Task description: Go to the line in the entries below that holds "chocolat in this photo." and repeat exactly from there through the line that holds "chocolate croissant in this photo.", inclusive.

[[ Exercise material, beginning ]]

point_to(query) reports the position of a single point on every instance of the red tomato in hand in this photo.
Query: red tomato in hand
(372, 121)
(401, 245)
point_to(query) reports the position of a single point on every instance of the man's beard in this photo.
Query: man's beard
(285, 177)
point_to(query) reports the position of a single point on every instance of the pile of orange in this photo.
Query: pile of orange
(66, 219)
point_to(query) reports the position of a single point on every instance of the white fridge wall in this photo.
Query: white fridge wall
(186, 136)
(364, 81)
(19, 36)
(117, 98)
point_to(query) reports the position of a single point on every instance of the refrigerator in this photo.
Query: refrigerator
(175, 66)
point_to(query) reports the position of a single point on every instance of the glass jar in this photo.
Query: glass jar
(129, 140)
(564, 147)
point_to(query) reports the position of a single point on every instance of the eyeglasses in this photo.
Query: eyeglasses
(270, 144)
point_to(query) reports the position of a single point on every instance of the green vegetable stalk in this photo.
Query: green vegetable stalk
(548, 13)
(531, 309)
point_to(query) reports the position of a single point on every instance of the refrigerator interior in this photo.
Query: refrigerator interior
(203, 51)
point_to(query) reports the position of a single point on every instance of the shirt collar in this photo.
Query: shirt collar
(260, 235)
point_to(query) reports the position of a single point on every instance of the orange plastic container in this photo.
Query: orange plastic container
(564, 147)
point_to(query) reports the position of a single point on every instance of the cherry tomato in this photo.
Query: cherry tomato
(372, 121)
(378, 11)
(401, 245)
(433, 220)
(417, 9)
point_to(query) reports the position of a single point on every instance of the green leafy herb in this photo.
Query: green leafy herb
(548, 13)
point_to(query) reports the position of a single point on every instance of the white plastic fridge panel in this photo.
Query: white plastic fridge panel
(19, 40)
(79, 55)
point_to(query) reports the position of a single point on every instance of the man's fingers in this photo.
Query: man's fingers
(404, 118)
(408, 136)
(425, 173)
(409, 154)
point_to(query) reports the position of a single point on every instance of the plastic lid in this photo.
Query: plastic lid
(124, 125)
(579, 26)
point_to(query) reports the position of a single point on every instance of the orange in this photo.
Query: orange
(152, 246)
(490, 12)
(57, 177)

[[ Exercise material, end ]]
[[ Exercise material, beginning ]]

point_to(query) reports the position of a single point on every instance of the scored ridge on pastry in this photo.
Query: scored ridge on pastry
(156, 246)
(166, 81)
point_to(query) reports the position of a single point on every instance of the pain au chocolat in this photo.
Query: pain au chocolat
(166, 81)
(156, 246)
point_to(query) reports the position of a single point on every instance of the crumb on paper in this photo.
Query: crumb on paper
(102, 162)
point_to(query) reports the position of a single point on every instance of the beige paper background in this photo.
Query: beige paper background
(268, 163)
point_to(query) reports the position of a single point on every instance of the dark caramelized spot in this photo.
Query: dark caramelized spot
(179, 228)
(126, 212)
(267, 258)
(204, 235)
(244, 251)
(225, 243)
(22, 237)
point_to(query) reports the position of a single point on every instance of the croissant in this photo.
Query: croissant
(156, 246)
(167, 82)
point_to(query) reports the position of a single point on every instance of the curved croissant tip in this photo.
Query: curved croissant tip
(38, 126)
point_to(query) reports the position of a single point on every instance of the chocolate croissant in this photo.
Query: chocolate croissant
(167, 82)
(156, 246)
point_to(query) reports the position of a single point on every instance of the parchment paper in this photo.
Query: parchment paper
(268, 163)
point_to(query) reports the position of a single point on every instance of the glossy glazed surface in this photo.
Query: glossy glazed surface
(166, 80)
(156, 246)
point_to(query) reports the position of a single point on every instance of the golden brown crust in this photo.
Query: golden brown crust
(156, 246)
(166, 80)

[[ Exercise material, end ]]
[[ Exercise material, beginning ]]

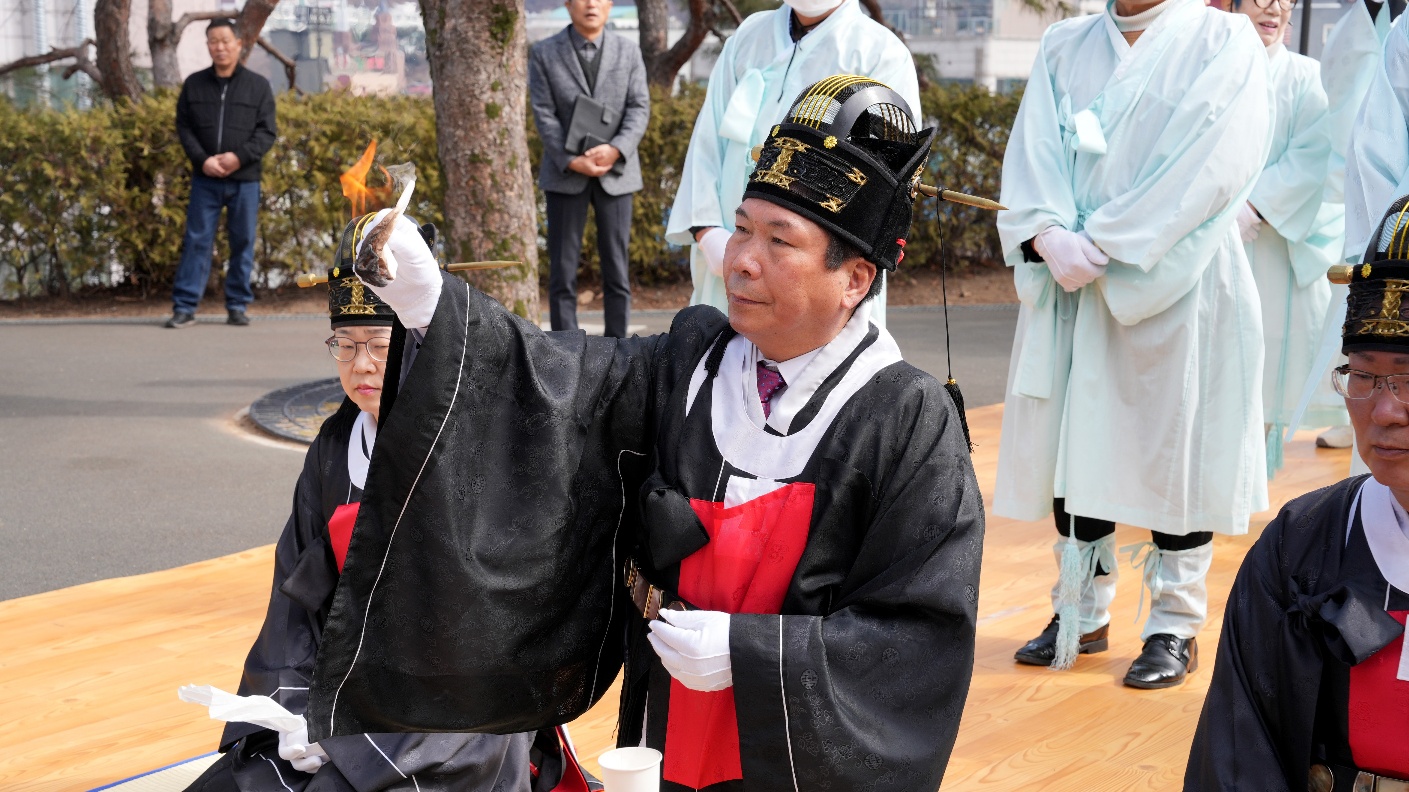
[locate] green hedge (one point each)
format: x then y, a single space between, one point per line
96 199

[[ Exercise material, end ]]

Reply:
point_to(query) reports the position of a single point on every instance of the pain au chocolat in this photo.
Query: pain au chocolat
(166, 81)
(156, 246)
point_to(query) reports the position of a single point on every instance of the crumb on paper in this photo.
Query: crumb on paper
(102, 162)
point_to(query) reports the position of a single point on every instance of the beige paper background in this photo.
Query: beige paper background
(268, 163)
point_to(query) reports the position of a single point on every instance of the dark caramelized spot in this photo.
Query: dark caramelized spot
(179, 228)
(126, 212)
(267, 258)
(204, 235)
(244, 251)
(225, 243)
(22, 237)
point_to(query) reports the position of a single point on every instance of the croissant in this photo.
Query: croissant
(156, 246)
(167, 82)
point_to(query) reports the position of a single point on every instance of the curved croissant tip in this photo.
Query: curved croissant tip
(38, 126)
point_to(query) reports the position of a single point on every instance of the chocolate croissant in this photo.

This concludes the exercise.